**TASK INSTRUCTIONS:** Can you return every line of the material below word for word, changing nothing?

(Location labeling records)
----

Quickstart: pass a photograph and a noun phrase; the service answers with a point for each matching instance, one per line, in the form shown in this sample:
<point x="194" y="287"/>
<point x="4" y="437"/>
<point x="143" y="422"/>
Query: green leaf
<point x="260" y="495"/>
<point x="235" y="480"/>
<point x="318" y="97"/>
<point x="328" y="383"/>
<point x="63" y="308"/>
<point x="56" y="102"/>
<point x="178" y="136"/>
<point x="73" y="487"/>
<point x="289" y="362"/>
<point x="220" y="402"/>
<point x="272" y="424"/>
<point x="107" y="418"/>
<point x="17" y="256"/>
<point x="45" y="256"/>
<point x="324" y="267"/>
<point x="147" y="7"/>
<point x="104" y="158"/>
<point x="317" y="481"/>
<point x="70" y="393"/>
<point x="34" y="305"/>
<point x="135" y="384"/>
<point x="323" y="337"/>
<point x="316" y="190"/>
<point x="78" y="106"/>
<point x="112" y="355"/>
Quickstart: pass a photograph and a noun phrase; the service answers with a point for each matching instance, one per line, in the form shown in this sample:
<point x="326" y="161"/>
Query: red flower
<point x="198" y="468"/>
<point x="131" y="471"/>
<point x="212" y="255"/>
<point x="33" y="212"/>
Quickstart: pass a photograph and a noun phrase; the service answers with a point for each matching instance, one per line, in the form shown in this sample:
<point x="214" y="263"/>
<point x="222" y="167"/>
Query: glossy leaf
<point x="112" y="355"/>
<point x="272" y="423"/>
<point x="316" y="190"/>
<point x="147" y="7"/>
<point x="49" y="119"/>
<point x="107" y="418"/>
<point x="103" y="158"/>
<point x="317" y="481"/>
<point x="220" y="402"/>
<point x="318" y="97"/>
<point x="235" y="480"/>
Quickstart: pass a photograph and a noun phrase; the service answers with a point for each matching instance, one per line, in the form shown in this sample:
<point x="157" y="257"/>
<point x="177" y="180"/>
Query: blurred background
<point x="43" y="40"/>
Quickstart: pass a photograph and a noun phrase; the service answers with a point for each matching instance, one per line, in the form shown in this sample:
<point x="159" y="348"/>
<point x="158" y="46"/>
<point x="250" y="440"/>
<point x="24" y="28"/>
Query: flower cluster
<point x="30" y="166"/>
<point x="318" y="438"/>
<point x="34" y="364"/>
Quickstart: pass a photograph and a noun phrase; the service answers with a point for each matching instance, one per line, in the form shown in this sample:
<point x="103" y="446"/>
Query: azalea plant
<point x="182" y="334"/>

----

**OUTPUT OF THE EXERCISE:**
Quickstart: pass a photograph and a noun phrase; the service answers with a point for each matching instance, one per line, in the form shown in this sample:
<point x="194" y="287"/>
<point x="4" y="437"/>
<point x="143" y="422"/>
Query: green leaf
<point x="260" y="495"/>
<point x="235" y="480"/>
<point x="318" y="97"/>
<point x="328" y="383"/>
<point x="63" y="308"/>
<point x="56" y="102"/>
<point x="178" y="136"/>
<point x="73" y="487"/>
<point x="289" y="362"/>
<point x="220" y="402"/>
<point x="272" y="424"/>
<point x="107" y="418"/>
<point x="17" y="256"/>
<point x="45" y="256"/>
<point x="324" y="267"/>
<point x="147" y="7"/>
<point x="104" y="158"/>
<point x="317" y="481"/>
<point x="70" y="393"/>
<point x="34" y="305"/>
<point x="135" y="384"/>
<point x="323" y="337"/>
<point x="316" y="190"/>
<point x="78" y="106"/>
<point x="112" y="355"/>
Quickstart: pass a photograph and a noun phrase; the service answers with a point for each matching instance, one per line, in the form shown in this sample:
<point x="326" y="161"/>
Query: red flower
<point x="198" y="468"/>
<point x="131" y="471"/>
<point x="212" y="255"/>
<point x="33" y="212"/>
Quickstart: pass a photograph and a noun phrase; the service answers with a point for each matching instance, one per line, in the form shown in this sample:
<point x="214" y="263"/>
<point x="222" y="167"/>
Query: glossy leaf
<point x="112" y="355"/>
<point x="272" y="423"/>
<point x="316" y="190"/>
<point x="147" y="7"/>
<point x="49" y="119"/>
<point x="107" y="418"/>
<point x="103" y="158"/>
<point x="317" y="481"/>
<point x="220" y="402"/>
<point x="318" y="97"/>
<point x="235" y="480"/>
Quickstart: pass a photograph and a noun phrase; the service answers with a point for each matching instance, one per line, in the form shown in this sample:
<point x="157" y="257"/>
<point x="177" y="180"/>
Query: blurred background
<point x="43" y="40"/>
Quickstart: pass a photograph and a noun phrase; the service answers with a point for each matching instance, one per line, in the form shown in this sample:
<point x="159" y="348"/>
<point x="158" y="46"/>
<point x="250" y="440"/>
<point x="24" y="28"/>
Query: flower cluster
<point x="30" y="166"/>
<point x="318" y="438"/>
<point x="34" y="364"/>
Quickstart: pass a photograph and a noun phrase; the service answers with a point for each matching instance, one per line, in the form shown in this sample:
<point x="103" y="446"/>
Query: azalea plant
<point x="182" y="334"/>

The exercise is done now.